Exercise instructions: Render the lines below as a numbered list, omitting any blank lines. Begin at the line that contains "the green hillside" and continue through the final line.

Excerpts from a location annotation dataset
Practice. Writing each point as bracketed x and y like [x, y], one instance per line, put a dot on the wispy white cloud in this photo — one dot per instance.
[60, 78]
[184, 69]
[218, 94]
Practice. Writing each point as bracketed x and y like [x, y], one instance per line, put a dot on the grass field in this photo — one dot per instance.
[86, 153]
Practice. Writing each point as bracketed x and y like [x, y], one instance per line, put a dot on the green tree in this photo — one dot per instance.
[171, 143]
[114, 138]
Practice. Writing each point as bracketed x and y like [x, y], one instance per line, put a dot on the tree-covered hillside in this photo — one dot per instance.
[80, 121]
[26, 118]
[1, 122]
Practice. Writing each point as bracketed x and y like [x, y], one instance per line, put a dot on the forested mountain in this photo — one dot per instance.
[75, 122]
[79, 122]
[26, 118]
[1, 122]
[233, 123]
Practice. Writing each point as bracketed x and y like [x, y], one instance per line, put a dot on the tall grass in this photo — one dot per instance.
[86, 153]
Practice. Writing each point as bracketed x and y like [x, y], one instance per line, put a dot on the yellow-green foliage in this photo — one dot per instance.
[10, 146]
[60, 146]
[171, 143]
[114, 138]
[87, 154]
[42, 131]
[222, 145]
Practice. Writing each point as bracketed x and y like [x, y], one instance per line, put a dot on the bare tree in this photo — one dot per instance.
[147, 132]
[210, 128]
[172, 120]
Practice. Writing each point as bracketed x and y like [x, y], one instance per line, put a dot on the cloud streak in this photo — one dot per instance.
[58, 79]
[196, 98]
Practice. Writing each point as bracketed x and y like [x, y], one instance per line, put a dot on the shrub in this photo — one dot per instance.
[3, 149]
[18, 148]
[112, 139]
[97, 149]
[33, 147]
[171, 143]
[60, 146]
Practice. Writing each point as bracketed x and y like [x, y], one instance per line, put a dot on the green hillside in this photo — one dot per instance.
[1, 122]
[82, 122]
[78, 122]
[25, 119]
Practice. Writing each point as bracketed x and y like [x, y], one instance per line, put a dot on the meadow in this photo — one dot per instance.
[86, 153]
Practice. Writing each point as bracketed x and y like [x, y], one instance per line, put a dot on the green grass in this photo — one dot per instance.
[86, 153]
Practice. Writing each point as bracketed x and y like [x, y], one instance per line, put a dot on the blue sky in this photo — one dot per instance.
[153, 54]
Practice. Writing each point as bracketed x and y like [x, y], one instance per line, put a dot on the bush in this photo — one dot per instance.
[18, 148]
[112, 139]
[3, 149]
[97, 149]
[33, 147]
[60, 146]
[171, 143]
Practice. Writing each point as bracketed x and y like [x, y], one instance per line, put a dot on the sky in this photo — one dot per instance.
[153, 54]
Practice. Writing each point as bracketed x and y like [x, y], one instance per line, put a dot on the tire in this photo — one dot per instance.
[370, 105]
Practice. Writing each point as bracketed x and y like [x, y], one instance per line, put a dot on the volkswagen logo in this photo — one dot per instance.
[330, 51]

Output below:
1. Practice. Writing each point as bracketed x and y like [x, y], one instance per line, put a dot on the green hillside in this photo — one dot per instance.
2. [1, 122]
3. [82, 122]
4. [78, 122]
5. [25, 119]
6. Practice. Writing each point as bracketed x and y like [x, y], one instance per line, put a dot on the meadow in this photo — one dot per instance.
7. [86, 153]
8. Practice. Writing each point as bracketed x and y like [x, y], one instance per line, put a dot on the green grass in this photo — one dot per instance.
9. [86, 153]
10. Practice. Writing each point as bracketed x and y like [x, y], one instance per line, put a dot on the blue sky in this photo — one dot per instance.
11. [153, 54]
12. Practice. Writing each point as bracketed x and y like [x, y], one instance per line, put a dot on the bush in this photo — one dot per instance.
13. [18, 148]
14. [112, 139]
15. [3, 149]
16. [97, 149]
17. [33, 147]
18. [60, 146]
19. [171, 143]
20. Practice. Writing each point as bracketed x and y like [x, y], one instance per line, put a dot on the sky in this photo — one dot per instance.
21. [153, 54]
22. Practice. Writing each point as bracketed x and y like [x, y], one instance per line, put a dot on the tire in this photo — one dot per instance.
23. [370, 105]
24. Practice. Writing each point as bracketed x and y like [x, y], one instance per line, put a dot on the volkswagen logo in this photo — one dot per instance.
25. [330, 51]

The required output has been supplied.